:: About this task ::
Below are the entries; return every line among them that holds the word "peacock".

[Saved entries]
++++++++++++++++++++

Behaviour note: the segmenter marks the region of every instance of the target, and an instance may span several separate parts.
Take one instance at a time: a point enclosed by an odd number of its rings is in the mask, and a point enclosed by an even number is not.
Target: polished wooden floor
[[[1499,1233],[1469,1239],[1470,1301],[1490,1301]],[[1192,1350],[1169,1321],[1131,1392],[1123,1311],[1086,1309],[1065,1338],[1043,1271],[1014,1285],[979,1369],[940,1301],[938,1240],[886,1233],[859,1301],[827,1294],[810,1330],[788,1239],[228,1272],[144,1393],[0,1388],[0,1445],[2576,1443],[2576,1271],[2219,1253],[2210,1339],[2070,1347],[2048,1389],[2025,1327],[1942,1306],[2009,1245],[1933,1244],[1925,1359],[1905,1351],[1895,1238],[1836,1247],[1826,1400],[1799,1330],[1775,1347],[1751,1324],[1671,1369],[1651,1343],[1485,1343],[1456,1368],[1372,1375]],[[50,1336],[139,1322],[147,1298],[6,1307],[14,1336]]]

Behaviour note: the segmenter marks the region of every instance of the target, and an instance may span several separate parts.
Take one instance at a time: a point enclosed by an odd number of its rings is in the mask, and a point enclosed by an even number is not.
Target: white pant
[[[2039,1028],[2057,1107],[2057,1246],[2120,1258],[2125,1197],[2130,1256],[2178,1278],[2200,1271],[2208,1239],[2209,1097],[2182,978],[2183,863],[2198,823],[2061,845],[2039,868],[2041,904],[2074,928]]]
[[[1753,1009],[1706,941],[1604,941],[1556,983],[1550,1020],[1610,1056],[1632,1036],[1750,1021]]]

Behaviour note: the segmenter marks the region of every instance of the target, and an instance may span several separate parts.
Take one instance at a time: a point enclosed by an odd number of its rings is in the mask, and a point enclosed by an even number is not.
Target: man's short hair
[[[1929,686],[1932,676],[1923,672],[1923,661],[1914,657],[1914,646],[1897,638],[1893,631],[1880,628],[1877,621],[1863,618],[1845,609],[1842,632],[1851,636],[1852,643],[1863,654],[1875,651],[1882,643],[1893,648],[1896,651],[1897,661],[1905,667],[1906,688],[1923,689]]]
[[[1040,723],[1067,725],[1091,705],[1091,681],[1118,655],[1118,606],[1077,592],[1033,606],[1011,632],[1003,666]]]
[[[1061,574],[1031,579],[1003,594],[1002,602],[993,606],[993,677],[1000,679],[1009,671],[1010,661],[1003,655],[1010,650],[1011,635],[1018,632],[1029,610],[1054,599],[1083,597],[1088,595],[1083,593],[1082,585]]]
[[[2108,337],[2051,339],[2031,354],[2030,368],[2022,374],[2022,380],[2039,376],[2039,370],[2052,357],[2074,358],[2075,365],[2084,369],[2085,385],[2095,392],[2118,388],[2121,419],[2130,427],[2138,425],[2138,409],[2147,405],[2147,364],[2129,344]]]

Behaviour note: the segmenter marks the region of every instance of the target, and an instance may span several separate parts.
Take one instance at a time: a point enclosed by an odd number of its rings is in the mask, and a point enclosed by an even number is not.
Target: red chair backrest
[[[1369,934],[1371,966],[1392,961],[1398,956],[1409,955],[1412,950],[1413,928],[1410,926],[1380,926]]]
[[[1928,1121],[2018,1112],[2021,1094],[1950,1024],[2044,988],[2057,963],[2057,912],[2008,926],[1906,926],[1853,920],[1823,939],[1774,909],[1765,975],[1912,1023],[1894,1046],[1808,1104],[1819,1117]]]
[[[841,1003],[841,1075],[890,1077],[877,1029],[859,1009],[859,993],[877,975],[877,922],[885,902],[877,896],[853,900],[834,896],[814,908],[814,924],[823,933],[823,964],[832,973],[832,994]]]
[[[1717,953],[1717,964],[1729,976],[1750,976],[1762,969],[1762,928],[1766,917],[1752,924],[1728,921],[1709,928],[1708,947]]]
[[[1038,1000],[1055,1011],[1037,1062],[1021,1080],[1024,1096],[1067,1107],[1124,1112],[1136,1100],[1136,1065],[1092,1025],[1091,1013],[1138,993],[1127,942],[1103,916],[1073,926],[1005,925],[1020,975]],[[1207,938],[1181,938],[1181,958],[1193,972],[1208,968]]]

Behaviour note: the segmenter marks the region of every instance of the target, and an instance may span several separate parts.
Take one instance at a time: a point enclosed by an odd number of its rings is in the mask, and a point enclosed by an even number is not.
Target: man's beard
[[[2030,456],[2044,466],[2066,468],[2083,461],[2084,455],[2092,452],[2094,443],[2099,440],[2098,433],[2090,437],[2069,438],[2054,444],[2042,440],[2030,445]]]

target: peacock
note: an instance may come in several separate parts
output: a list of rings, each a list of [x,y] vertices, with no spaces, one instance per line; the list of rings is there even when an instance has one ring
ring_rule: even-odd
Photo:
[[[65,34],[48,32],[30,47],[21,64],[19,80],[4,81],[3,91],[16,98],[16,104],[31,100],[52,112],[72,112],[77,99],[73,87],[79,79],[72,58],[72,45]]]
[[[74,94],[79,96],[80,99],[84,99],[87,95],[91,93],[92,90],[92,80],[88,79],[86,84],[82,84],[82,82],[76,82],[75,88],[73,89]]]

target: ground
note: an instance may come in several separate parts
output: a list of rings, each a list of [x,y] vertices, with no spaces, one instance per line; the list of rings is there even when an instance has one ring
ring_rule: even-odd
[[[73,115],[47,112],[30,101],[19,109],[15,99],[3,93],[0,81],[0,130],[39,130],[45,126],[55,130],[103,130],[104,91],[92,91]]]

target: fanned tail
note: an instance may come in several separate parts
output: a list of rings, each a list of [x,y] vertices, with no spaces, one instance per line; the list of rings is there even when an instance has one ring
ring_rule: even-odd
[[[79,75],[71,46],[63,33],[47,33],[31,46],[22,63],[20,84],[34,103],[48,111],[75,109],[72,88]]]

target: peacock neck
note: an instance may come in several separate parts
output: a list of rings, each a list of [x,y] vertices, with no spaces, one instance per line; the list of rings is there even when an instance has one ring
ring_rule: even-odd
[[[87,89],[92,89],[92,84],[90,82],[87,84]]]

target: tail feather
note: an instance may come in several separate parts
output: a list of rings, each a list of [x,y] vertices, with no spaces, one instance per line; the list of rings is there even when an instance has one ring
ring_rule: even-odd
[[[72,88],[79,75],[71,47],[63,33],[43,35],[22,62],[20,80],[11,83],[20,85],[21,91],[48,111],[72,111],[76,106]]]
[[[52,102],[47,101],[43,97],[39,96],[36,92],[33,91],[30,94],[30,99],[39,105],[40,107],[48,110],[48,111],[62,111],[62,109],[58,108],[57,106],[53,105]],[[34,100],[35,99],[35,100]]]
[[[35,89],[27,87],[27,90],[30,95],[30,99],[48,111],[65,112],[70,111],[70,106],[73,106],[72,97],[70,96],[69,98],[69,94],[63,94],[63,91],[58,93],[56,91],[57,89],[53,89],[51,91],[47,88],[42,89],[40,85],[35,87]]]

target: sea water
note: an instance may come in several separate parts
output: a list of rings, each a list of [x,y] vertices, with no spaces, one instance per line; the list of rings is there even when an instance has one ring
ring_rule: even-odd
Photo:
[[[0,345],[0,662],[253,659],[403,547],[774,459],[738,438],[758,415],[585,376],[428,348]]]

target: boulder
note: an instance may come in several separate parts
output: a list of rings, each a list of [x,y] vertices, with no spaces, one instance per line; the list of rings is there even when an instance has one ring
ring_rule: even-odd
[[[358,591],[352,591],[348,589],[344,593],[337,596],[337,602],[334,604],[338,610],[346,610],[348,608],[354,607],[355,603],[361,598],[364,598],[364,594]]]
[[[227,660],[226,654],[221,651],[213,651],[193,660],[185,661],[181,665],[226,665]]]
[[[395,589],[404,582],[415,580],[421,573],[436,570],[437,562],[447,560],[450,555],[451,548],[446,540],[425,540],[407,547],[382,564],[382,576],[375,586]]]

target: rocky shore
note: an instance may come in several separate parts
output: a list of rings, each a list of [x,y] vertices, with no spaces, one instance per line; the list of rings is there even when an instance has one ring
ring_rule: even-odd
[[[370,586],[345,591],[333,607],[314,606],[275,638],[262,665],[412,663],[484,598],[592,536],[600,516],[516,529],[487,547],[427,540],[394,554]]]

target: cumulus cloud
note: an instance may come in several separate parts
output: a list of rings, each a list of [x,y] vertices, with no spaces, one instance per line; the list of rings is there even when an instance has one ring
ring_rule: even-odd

++++++++++++++++++++

:: Your response ::
target: peacock
target: peacock neck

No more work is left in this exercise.